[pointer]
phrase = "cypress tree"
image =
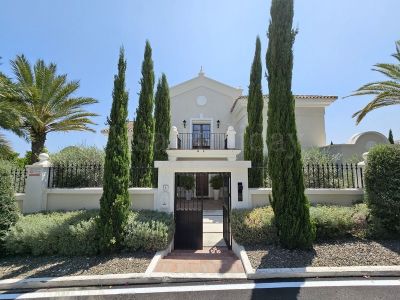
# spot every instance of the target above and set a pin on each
(253, 139)
(8, 206)
(290, 205)
(390, 137)
(114, 203)
(162, 118)
(143, 129)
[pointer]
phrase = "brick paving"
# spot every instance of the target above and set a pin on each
(208, 260)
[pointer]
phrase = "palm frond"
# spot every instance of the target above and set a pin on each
(22, 70)
(386, 92)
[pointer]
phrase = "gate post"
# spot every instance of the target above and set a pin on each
(36, 185)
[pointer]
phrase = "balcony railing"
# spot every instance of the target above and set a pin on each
(213, 141)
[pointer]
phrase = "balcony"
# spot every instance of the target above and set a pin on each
(202, 145)
(202, 141)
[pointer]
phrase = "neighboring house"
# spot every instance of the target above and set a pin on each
(356, 146)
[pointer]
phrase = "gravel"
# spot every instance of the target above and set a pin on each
(349, 252)
(54, 266)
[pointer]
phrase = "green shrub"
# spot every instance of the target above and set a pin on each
(8, 206)
(67, 233)
(382, 179)
(77, 233)
(78, 155)
(148, 231)
(256, 226)
(339, 221)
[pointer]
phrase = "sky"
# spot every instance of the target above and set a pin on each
(338, 43)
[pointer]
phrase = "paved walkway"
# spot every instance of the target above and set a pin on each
(213, 229)
(208, 260)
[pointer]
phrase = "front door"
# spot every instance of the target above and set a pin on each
(201, 136)
(201, 185)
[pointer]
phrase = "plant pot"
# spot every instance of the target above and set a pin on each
(188, 195)
(216, 194)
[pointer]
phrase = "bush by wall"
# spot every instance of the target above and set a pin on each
(77, 233)
(340, 221)
(382, 179)
(8, 206)
(148, 231)
(78, 155)
(257, 226)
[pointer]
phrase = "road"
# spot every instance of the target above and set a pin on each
(337, 288)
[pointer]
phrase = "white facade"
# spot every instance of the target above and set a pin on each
(204, 100)
(208, 121)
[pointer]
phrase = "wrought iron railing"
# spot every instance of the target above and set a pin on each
(326, 176)
(214, 141)
(18, 178)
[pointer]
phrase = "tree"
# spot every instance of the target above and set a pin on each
(290, 205)
(162, 118)
(8, 206)
(114, 203)
(9, 117)
(386, 92)
(44, 102)
(143, 130)
(390, 137)
(253, 140)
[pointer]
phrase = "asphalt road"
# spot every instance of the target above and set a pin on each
(337, 288)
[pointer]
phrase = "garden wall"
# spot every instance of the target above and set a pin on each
(344, 197)
(88, 198)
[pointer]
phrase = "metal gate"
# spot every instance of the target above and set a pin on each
(226, 210)
(189, 205)
(188, 213)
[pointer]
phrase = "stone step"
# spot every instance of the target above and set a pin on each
(202, 256)
(213, 239)
(212, 212)
(213, 227)
(213, 219)
(205, 250)
(199, 266)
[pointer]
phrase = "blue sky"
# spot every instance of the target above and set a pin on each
(337, 44)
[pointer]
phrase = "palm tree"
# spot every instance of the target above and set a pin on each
(43, 100)
(386, 92)
(9, 117)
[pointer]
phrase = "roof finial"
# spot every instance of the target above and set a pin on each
(201, 73)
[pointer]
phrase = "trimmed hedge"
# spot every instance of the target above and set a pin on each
(257, 226)
(382, 179)
(77, 233)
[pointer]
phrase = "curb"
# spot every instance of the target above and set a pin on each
(308, 272)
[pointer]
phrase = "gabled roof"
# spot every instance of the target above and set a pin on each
(316, 99)
(203, 81)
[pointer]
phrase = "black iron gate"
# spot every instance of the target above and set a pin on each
(188, 213)
(226, 210)
(189, 204)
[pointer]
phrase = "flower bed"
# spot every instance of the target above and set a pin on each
(76, 233)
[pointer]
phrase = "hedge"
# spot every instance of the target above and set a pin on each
(382, 179)
(257, 226)
(76, 233)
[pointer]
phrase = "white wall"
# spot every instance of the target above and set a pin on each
(89, 198)
(344, 197)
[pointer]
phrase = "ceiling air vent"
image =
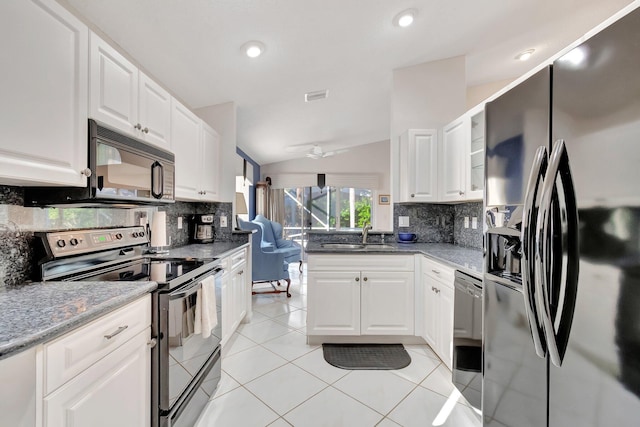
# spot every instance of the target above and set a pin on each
(314, 96)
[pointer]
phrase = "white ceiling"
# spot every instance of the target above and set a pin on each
(349, 47)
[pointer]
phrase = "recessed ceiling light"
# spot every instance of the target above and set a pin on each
(523, 56)
(575, 57)
(405, 18)
(253, 49)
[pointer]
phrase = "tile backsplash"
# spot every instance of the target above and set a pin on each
(436, 223)
(18, 225)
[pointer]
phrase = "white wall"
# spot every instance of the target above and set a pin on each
(425, 96)
(361, 160)
(477, 94)
(222, 118)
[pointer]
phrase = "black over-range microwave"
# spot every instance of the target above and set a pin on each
(123, 171)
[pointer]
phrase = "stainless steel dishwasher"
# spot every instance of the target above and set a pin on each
(467, 337)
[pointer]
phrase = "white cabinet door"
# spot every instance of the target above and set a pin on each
(240, 293)
(228, 308)
(113, 97)
(445, 341)
(333, 303)
(475, 156)
(419, 165)
(185, 144)
(43, 82)
(210, 163)
(452, 160)
(113, 392)
(387, 303)
(154, 112)
(431, 314)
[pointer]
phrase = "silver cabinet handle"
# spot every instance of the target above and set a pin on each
(528, 239)
(117, 331)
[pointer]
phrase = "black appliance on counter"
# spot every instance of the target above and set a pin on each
(123, 171)
(185, 366)
(467, 338)
(562, 333)
(202, 228)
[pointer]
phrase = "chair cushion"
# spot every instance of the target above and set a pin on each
(267, 230)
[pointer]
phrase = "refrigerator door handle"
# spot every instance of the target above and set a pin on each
(536, 177)
(557, 192)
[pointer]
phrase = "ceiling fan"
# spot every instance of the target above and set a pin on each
(317, 153)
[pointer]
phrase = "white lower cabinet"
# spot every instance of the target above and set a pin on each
(360, 295)
(333, 302)
(437, 282)
(236, 292)
(113, 392)
(99, 374)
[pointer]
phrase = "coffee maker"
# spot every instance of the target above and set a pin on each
(202, 230)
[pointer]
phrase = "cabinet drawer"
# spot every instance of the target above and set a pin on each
(74, 352)
(361, 262)
(437, 271)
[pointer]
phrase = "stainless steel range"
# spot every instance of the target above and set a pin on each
(185, 365)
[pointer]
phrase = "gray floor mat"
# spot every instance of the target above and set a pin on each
(366, 356)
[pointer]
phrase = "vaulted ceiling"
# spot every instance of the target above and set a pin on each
(348, 47)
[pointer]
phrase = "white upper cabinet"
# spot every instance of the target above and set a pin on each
(210, 167)
(475, 155)
(123, 97)
(197, 149)
(461, 173)
(154, 109)
(43, 81)
(452, 161)
(185, 144)
(114, 87)
(419, 165)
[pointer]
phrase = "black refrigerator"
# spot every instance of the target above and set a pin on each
(561, 339)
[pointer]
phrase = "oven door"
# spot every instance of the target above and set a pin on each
(182, 354)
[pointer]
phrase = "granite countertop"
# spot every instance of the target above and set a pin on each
(468, 260)
(37, 312)
(204, 250)
(34, 313)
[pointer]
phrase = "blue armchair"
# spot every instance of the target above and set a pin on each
(272, 237)
(267, 265)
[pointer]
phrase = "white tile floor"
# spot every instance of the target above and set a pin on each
(271, 377)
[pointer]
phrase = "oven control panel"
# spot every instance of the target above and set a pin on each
(75, 242)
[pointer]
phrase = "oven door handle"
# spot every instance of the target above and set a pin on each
(193, 288)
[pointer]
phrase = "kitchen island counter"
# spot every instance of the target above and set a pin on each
(468, 260)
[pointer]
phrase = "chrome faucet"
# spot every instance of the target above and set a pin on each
(365, 232)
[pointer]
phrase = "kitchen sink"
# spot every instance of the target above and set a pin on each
(341, 246)
(356, 246)
(379, 246)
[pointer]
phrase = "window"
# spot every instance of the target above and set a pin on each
(329, 208)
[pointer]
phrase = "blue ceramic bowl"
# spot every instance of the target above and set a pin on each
(407, 237)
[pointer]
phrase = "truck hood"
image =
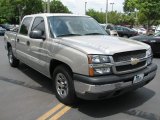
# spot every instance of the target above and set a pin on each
(102, 44)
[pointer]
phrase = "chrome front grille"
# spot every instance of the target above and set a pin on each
(126, 56)
(122, 61)
(130, 67)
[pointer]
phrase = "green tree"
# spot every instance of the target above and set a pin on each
(56, 6)
(13, 10)
(148, 10)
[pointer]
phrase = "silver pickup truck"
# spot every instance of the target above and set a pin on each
(78, 55)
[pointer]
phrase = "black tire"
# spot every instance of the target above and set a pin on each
(13, 61)
(125, 36)
(63, 85)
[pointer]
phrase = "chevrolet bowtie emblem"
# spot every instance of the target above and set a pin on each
(134, 61)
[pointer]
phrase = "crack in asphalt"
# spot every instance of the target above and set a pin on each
(16, 82)
(142, 114)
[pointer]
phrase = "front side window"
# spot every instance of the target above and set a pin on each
(74, 25)
(25, 26)
(38, 24)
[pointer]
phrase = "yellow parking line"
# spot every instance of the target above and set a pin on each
(50, 112)
(60, 113)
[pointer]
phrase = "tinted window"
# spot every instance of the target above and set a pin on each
(25, 26)
(38, 24)
(119, 29)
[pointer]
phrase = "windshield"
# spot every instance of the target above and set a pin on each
(74, 26)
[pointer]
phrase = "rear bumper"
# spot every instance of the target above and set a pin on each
(113, 85)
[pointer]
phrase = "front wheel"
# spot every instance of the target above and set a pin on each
(63, 84)
(14, 62)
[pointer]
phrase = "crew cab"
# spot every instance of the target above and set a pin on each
(79, 57)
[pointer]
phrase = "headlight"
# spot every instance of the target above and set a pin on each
(149, 52)
(94, 59)
(99, 65)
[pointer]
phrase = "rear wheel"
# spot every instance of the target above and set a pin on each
(13, 61)
(63, 85)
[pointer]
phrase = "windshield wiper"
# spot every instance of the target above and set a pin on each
(94, 34)
(63, 35)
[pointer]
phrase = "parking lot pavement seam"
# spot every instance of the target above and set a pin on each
(60, 113)
(142, 114)
(46, 115)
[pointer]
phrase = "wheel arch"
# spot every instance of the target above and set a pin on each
(54, 63)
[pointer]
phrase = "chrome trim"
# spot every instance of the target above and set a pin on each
(115, 64)
(83, 87)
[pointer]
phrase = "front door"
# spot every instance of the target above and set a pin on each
(22, 46)
(37, 51)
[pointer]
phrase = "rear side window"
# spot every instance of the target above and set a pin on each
(38, 24)
(25, 26)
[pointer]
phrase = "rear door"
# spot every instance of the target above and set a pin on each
(22, 45)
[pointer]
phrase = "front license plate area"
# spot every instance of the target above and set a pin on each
(138, 78)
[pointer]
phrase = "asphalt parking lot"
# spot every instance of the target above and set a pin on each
(27, 95)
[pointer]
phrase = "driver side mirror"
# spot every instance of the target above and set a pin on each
(37, 34)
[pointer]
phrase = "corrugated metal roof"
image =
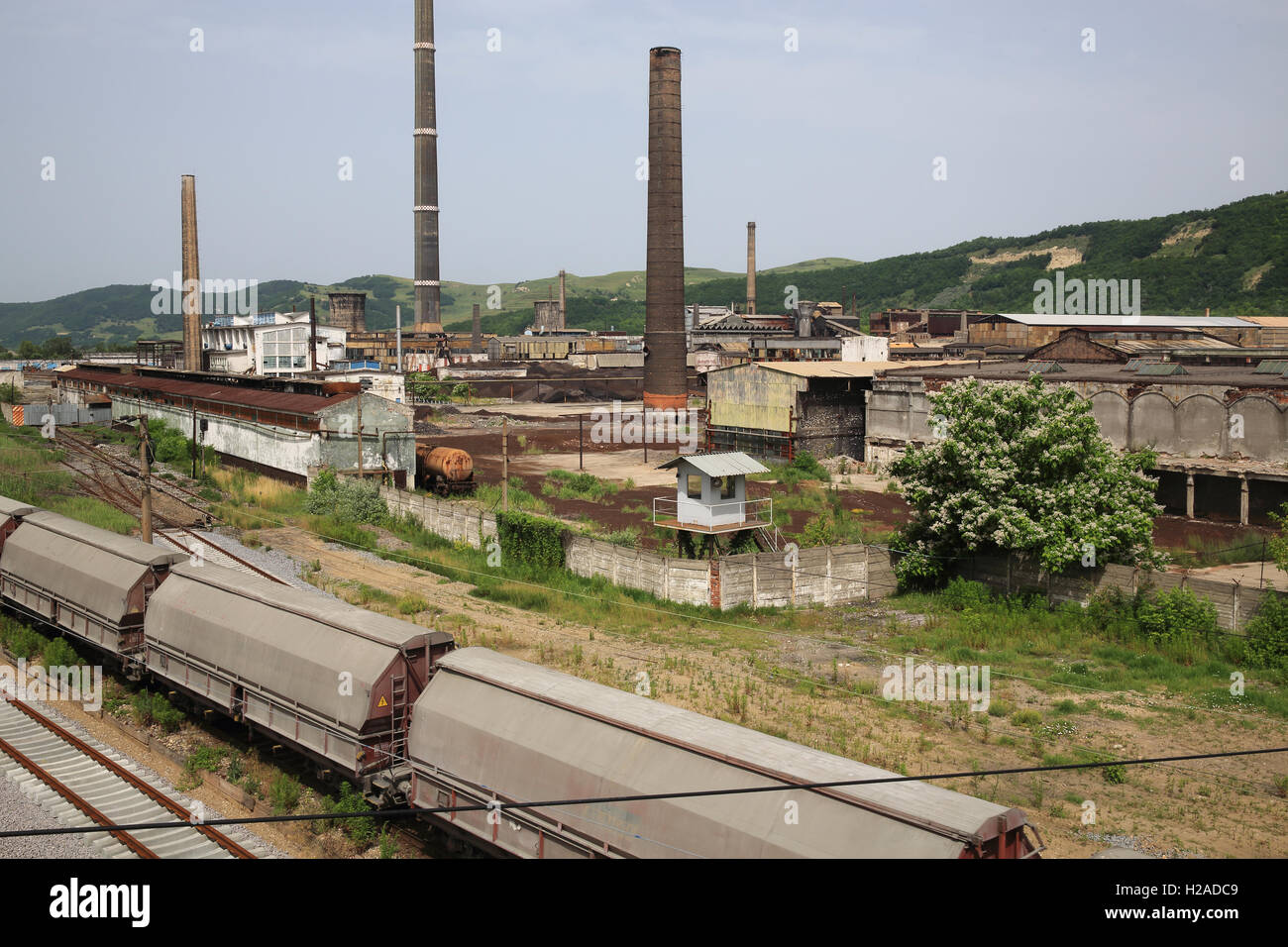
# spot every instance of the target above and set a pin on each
(833, 368)
(609, 740)
(284, 639)
(1028, 318)
(1162, 368)
(719, 464)
(204, 390)
(114, 543)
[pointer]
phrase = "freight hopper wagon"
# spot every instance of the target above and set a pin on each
(89, 582)
(490, 727)
(333, 681)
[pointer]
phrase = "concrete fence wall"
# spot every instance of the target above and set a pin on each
(1235, 604)
(828, 575)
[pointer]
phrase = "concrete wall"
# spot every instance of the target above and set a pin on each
(1235, 604)
(831, 575)
(35, 414)
(866, 348)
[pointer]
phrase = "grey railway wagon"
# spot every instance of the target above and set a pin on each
(494, 727)
(91, 582)
(11, 514)
(334, 680)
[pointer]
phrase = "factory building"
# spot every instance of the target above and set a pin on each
(1220, 431)
(266, 424)
(269, 343)
(781, 408)
(1021, 333)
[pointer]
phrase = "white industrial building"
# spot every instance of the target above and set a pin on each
(270, 343)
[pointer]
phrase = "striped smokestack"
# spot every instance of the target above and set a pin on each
(665, 369)
(563, 303)
(191, 274)
(426, 174)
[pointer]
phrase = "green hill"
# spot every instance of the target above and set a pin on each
(1231, 260)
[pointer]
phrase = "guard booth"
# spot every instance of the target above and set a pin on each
(711, 501)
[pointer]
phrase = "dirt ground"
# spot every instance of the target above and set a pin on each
(1205, 808)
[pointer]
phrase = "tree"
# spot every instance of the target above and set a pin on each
(1021, 468)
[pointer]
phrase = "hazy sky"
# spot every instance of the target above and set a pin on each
(828, 149)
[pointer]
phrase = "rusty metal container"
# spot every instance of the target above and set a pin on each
(445, 470)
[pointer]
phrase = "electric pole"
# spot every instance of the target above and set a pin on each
(145, 472)
(505, 464)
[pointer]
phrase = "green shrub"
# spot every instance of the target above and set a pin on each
(59, 654)
(961, 594)
(529, 540)
(361, 830)
(347, 501)
(151, 707)
(284, 793)
(1175, 615)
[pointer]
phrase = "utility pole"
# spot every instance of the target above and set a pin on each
(505, 464)
(145, 471)
(193, 440)
(360, 437)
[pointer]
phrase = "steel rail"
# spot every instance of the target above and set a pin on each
(137, 783)
(75, 799)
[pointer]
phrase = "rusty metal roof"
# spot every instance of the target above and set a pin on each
(202, 390)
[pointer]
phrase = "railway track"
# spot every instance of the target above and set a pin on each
(82, 783)
(121, 496)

### TASK DESCRIPTION
Among the lines above, the ones holding the word "floor" must be counted; only that count is to be given.

### ANSWER AREA
2